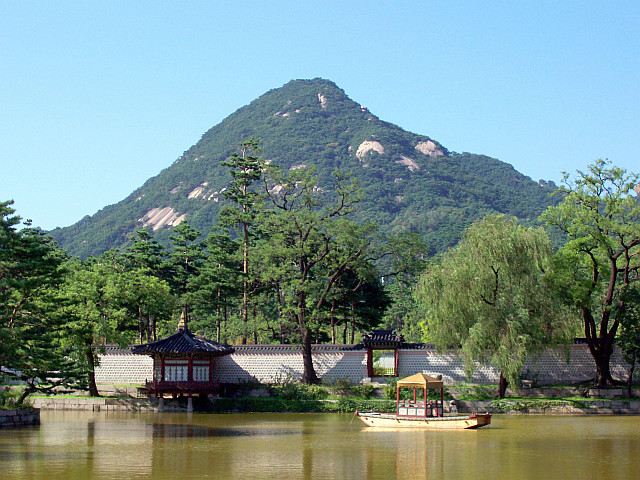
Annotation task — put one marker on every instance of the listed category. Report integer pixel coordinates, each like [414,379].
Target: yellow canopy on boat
[420,380]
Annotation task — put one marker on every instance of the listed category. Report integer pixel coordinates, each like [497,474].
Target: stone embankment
[95,404]
[19,418]
[563,401]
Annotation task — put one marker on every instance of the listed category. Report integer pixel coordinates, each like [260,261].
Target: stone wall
[123,368]
[19,418]
[275,363]
[95,404]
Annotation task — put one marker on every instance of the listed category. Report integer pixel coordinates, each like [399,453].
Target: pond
[86,445]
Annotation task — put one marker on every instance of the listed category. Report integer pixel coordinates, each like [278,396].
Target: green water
[82,445]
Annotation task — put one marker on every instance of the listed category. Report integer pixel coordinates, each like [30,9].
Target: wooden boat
[389,420]
[422,413]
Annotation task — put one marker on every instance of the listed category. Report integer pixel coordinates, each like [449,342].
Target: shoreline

:::

■ TASK DETAILS: When the listing is transcribed, every line must match the original exactly, and the pictures must be left out.

■ TASK OUTPUT:
Annotation task — put one marker on every instance of the listed category. Report integer pixel coordinates, each like [414,379].
Target: yellow canopy on boat
[420,380]
Annotation task — put one marker on every instance of the listed category. Report integer pixel coordinates, each like [497,474].
Target: stone embankment
[95,404]
[19,418]
[563,401]
Annotation task — put one marker on every instance of the listed category. Report integer pixel coordinates, each like [260,261].
Target: stone wall
[123,368]
[19,418]
[275,363]
[95,404]
Annotation task — put one marker on every instance of the listed category. Report integer pixel coordinates, each like [399,453].
Target: pond
[86,445]
Annotation task — put one marker on every instance of the listed category. Report integer pixel coordinates, each like [278,396].
Target: green water
[82,445]
Annotation task — put one marker on every instance of the listed category. Report integer pixel coordinates, each like [30,9].
Target: wooden boat
[389,420]
[422,413]
Annotation task — put one marker on every instance of the listed category. Report integer pixel coordinates, each like [449,342].
Target: shoreline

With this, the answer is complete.